Coordinate labeling data:
....

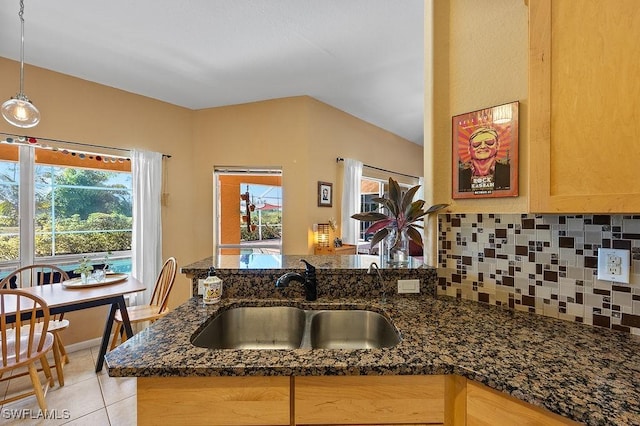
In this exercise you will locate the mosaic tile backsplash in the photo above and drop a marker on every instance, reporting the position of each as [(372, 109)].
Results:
[(543, 264)]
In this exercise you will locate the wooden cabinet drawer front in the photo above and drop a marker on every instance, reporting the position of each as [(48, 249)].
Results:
[(213, 400), (488, 407), (369, 400)]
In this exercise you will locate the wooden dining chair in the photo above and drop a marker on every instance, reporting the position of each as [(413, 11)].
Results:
[(31, 276), (157, 307), (21, 344)]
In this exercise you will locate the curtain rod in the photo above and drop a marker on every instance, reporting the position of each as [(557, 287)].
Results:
[(339, 159), (26, 137)]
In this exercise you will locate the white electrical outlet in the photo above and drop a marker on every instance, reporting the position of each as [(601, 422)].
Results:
[(408, 286), (613, 265)]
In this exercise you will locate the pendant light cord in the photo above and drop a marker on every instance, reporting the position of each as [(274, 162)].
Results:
[(21, 16)]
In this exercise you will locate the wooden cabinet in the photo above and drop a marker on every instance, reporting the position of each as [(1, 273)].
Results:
[(339, 400), (344, 249), (342, 400), (584, 106), (213, 400), (487, 407)]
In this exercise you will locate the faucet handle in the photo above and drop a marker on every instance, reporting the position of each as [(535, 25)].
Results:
[(310, 269)]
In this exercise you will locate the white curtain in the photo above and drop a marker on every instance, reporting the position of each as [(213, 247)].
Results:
[(351, 200), (146, 168)]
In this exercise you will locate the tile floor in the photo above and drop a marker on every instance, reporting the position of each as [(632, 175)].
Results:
[(86, 398)]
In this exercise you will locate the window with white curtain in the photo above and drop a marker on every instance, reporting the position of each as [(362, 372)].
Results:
[(57, 205)]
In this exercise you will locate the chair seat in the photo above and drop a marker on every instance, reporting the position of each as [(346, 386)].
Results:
[(24, 346), (141, 313)]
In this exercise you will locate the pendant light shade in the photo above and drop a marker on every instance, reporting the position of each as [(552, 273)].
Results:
[(19, 111)]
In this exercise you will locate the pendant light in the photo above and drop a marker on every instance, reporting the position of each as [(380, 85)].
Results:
[(19, 110)]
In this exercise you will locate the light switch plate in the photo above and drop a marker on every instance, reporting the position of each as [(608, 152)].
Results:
[(613, 265), (408, 286)]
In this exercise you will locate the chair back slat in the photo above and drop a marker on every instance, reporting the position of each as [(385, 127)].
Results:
[(164, 284), (35, 275), (19, 312)]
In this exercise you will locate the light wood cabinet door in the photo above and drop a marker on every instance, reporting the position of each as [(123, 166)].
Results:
[(213, 400), (359, 400), (584, 106), (487, 407)]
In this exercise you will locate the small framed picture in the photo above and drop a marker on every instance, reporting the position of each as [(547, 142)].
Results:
[(325, 194), (485, 153)]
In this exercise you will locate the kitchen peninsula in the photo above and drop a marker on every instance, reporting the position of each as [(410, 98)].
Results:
[(453, 356)]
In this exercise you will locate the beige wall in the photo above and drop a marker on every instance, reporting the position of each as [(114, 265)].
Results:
[(480, 60), (303, 136), (476, 56), (77, 110), (300, 134)]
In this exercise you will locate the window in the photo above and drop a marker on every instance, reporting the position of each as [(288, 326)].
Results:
[(79, 204), (370, 188), (9, 216), (248, 211)]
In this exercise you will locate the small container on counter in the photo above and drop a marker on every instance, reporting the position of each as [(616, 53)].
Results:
[(212, 288)]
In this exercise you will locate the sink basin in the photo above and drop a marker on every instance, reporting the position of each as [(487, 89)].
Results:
[(272, 327), (352, 329), (282, 327)]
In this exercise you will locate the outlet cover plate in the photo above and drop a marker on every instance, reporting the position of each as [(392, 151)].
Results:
[(408, 286), (613, 265)]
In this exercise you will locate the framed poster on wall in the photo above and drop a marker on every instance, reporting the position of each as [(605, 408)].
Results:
[(485, 153)]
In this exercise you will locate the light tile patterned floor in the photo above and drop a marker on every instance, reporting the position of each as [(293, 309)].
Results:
[(86, 398)]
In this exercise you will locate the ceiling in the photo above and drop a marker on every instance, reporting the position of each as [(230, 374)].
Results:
[(364, 57)]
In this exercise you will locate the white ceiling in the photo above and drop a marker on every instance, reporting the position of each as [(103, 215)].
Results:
[(364, 57)]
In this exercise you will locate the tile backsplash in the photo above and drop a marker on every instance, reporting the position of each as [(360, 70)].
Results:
[(543, 264)]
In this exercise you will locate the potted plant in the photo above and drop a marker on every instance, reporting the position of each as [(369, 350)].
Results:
[(84, 269), (398, 225)]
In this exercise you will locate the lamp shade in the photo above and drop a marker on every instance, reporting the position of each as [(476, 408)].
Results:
[(322, 235), (20, 112)]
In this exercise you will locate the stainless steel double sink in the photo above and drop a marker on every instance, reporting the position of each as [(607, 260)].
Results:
[(284, 327)]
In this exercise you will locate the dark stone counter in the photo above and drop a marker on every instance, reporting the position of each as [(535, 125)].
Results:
[(587, 374)]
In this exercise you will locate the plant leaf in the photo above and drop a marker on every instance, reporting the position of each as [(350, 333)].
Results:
[(370, 216), (375, 227), (379, 236), (395, 196), (436, 207), (408, 197)]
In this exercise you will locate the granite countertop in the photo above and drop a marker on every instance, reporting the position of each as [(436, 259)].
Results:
[(587, 374)]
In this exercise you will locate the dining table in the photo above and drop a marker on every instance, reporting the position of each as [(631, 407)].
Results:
[(68, 297)]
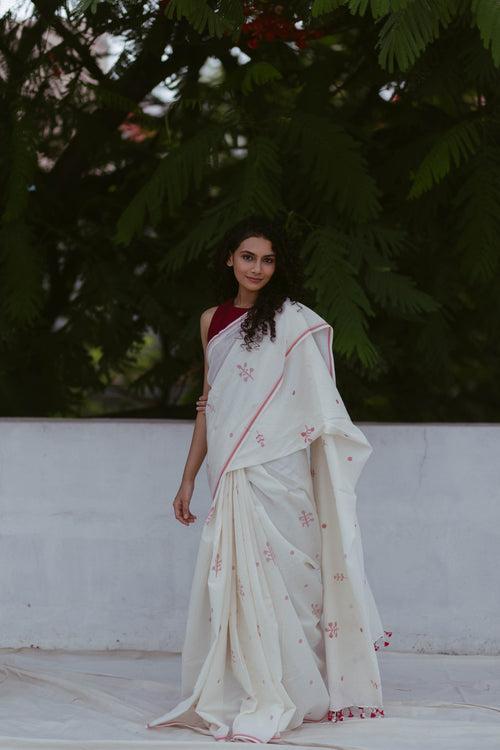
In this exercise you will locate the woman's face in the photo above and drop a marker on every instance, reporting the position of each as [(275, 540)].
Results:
[(254, 262)]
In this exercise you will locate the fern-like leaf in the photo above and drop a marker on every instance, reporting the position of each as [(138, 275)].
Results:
[(333, 163), (258, 74), (340, 297), (408, 31), (260, 183), (320, 7), (477, 204), (224, 19), (176, 174), (487, 14), (209, 229)]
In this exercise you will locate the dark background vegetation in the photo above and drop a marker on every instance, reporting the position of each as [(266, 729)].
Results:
[(372, 129)]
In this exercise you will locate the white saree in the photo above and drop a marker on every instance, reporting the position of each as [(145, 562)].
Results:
[(282, 625)]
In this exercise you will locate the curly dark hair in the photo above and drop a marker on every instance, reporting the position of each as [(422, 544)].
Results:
[(286, 281)]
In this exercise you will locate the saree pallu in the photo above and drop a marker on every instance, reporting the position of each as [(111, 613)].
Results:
[(282, 625)]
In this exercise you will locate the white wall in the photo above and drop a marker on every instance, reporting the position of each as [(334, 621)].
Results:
[(91, 556)]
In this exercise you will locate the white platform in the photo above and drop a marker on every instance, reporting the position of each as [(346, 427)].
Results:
[(102, 700)]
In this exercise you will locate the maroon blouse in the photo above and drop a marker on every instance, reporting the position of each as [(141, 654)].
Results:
[(224, 314)]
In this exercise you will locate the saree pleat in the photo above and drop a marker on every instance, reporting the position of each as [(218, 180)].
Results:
[(282, 624)]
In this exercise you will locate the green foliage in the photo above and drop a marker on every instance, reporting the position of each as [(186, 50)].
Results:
[(455, 146), (225, 18), (487, 18), (116, 187)]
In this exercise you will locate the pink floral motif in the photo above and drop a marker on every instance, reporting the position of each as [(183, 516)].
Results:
[(305, 518), (245, 371), (332, 629), (307, 434), (218, 564), (316, 610), (269, 553)]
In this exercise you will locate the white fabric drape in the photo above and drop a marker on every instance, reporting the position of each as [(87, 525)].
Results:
[(282, 622)]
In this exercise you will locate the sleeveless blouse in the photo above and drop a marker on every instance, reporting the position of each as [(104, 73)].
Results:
[(224, 314)]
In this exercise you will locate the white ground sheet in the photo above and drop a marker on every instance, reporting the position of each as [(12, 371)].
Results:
[(92, 700)]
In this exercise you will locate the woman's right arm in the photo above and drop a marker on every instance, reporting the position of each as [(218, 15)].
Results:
[(198, 447)]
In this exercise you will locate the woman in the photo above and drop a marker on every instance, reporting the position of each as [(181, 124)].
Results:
[(282, 626)]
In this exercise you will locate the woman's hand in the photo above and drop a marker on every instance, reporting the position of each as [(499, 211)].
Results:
[(201, 403), (181, 503)]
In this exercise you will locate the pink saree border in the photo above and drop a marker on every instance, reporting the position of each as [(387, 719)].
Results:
[(306, 332)]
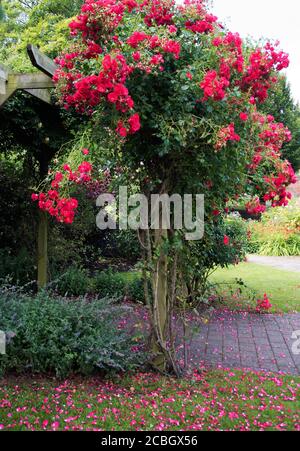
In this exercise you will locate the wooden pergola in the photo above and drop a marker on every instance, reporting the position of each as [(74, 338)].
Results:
[(39, 85)]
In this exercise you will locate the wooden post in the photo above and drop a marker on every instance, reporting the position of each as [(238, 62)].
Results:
[(42, 250)]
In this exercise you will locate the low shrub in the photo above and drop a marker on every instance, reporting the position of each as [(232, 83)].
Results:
[(108, 283), (74, 282), (63, 337), (136, 291)]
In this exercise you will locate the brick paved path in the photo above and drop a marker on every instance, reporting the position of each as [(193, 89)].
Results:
[(245, 340)]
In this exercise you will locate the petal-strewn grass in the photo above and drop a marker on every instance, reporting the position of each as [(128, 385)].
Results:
[(214, 400)]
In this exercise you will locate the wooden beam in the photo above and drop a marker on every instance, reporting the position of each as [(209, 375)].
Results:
[(41, 61), (4, 97)]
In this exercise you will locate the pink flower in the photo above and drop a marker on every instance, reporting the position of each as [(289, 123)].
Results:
[(134, 123), (244, 117)]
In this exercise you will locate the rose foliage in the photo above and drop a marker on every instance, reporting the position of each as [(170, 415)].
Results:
[(180, 93)]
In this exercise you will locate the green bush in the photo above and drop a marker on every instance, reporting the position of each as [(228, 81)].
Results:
[(278, 233), (75, 282), (136, 290), (62, 337), (18, 266), (108, 283)]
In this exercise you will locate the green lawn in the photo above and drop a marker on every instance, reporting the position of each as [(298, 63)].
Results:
[(283, 287), (214, 400)]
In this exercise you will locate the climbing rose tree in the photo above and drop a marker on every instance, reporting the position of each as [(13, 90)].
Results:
[(180, 98)]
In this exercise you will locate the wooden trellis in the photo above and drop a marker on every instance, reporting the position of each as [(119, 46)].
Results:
[(38, 85)]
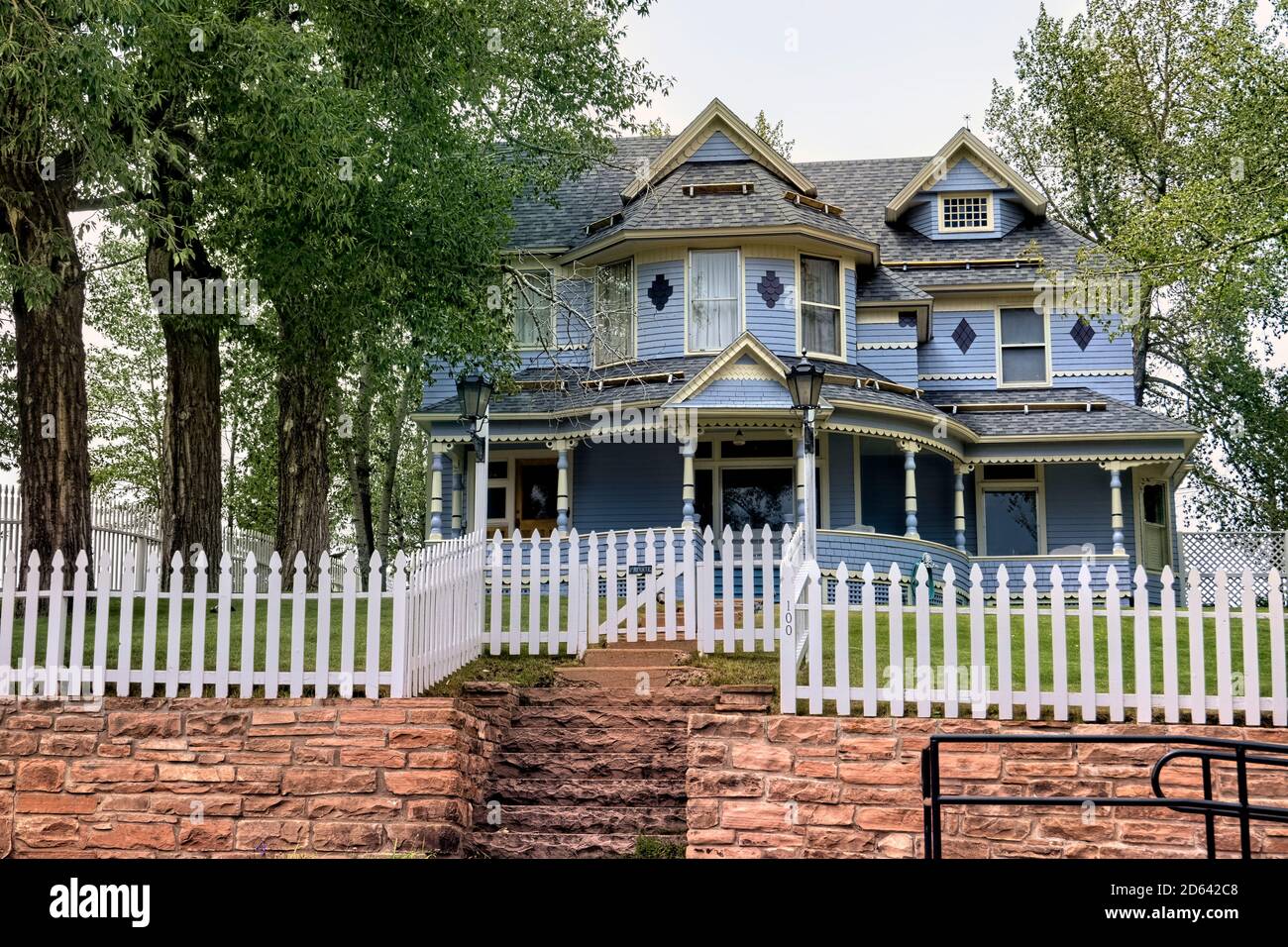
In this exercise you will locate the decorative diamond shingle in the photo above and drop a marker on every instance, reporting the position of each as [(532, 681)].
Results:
[(660, 291), (1082, 333), (771, 287), (964, 335)]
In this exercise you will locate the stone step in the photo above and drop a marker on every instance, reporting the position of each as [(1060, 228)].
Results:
[(603, 715), (601, 738), (585, 697), (590, 766), (629, 678), (580, 791), (634, 657), (559, 845), (639, 819)]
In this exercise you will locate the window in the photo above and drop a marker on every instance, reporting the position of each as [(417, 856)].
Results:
[(965, 213), (820, 305), (614, 313), (713, 277), (1021, 347), (533, 315)]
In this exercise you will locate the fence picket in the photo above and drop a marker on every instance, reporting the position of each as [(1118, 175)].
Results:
[(894, 609), (841, 639), (1115, 644), (223, 625), (1003, 607), (250, 598), (197, 656), (1031, 650), (1278, 674), (1198, 657), (54, 626), (948, 628), (1059, 646)]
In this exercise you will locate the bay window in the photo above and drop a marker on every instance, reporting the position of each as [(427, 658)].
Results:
[(713, 299)]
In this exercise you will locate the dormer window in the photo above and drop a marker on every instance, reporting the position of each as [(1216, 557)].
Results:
[(965, 213)]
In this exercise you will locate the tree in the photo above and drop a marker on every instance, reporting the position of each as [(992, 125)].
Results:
[(1154, 131), (63, 101), (774, 136)]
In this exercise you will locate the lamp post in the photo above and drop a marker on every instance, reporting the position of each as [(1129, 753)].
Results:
[(805, 384), (476, 394)]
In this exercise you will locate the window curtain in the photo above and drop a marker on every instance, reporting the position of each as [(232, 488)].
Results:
[(820, 282), (713, 294)]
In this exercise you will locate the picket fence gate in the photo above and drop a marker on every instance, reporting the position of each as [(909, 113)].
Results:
[(565, 592), (78, 642), (954, 688)]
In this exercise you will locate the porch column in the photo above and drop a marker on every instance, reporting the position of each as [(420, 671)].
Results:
[(960, 472), (436, 491), (910, 487), (562, 508), (802, 474), (690, 491), (458, 483), (1116, 505)]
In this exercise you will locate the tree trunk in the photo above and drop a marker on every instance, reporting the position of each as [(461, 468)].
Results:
[(53, 438), (192, 454), (304, 389)]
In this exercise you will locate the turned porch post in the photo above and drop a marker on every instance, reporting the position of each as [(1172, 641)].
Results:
[(910, 487)]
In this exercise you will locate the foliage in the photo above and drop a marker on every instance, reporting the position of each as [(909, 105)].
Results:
[(1154, 128)]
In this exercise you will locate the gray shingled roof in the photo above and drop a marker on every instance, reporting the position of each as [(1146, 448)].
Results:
[(1117, 418)]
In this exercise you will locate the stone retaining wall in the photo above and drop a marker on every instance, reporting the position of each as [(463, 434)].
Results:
[(797, 787), (233, 777)]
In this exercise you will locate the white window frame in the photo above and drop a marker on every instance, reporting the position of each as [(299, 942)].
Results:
[(966, 195), (634, 316), (987, 486), (690, 299), (514, 295), (1044, 344), (842, 339)]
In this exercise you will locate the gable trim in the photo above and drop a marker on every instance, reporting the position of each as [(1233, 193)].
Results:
[(719, 118), (980, 155)]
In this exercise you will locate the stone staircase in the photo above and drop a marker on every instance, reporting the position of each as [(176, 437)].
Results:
[(587, 772)]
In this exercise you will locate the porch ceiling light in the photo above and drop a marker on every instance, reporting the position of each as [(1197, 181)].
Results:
[(805, 382), (475, 392)]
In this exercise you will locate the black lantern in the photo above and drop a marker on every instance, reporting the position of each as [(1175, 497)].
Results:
[(805, 382), (475, 392)]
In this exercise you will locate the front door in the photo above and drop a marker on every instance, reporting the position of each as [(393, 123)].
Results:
[(536, 488)]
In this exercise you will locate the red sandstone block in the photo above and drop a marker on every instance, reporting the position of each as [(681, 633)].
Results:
[(39, 775), (308, 781), (373, 757), (270, 835), (791, 729), (145, 725), (773, 759), (54, 802), (183, 772), (95, 772), (755, 814), (46, 831), (207, 835), (380, 715), (426, 783), (722, 784), (155, 836), (329, 808)]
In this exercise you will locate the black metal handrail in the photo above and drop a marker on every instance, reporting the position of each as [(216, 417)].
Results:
[(1241, 753)]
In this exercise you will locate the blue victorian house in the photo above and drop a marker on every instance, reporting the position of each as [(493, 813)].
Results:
[(971, 412)]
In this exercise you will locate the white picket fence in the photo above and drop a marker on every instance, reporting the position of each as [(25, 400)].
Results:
[(78, 642), (956, 685), (128, 532), (565, 592)]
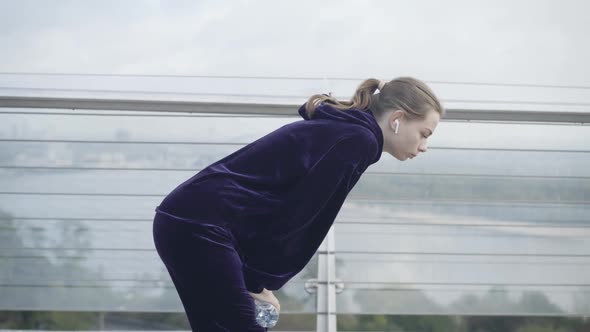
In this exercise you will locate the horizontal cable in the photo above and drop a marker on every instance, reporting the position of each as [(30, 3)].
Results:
[(159, 115), (246, 143), (336, 252), (356, 199), (457, 254), (471, 235), (540, 223), (345, 260), (262, 77), (36, 228), (496, 176), (221, 115), (270, 96)]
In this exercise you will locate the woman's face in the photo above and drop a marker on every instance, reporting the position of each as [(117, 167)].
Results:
[(412, 135)]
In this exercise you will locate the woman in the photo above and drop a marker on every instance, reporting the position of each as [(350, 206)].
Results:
[(248, 223)]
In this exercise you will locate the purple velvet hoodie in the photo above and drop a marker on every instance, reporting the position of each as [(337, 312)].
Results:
[(280, 194)]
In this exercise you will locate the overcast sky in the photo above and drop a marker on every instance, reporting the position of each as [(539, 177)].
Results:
[(505, 41), (537, 42)]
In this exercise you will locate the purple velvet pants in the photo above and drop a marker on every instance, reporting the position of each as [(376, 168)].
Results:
[(204, 263)]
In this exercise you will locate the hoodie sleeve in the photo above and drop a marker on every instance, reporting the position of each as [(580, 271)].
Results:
[(308, 213)]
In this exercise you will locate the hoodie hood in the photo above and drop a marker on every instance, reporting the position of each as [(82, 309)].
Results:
[(363, 118)]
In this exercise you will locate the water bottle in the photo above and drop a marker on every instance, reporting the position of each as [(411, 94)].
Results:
[(267, 314)]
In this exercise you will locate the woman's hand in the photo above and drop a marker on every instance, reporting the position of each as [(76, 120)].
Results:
[(267, 296)]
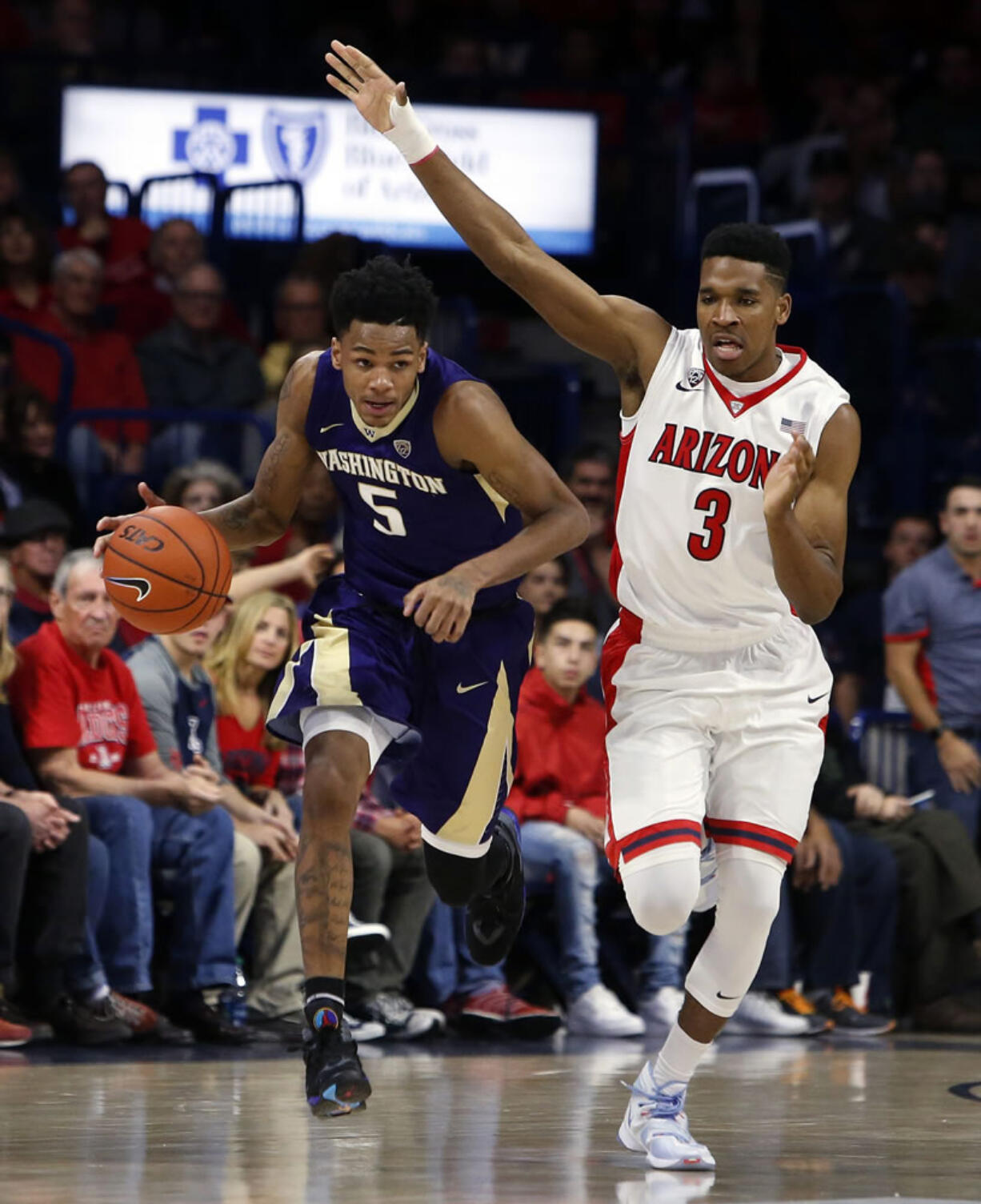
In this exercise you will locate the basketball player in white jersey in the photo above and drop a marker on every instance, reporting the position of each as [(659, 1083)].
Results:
[(737, 456)]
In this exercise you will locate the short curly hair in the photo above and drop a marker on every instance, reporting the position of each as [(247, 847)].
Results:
[(386, 293)]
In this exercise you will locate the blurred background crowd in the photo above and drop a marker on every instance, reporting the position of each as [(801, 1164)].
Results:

....

Work to be completed: Copy the items above word for word, from the line with "In this exercise you will locate the red" to the line with "[(1241, 753)]", including both of those lines.

Written response:
In this exercise you will locate the red sandstone block in the photo above and drop a marker on every instance, reporting the position of each as [(681, 633)].
Results:
[(39, 775), (308, 781), (373, 757), (270, 835), (791, 729), (145, 725), (773, 759), (54, 802), (183, 772), (95, 772), (755, 814), (46, 831), (207, 835), (380, 715), (426, 783), (722, 784), (155, 836), (329, 808)]
In this exercise you will locate the black metal handrail in the photo above and drop a marker on every instance, reporting the position of each as [(216, 417)].
Results:
[(1241, 753)]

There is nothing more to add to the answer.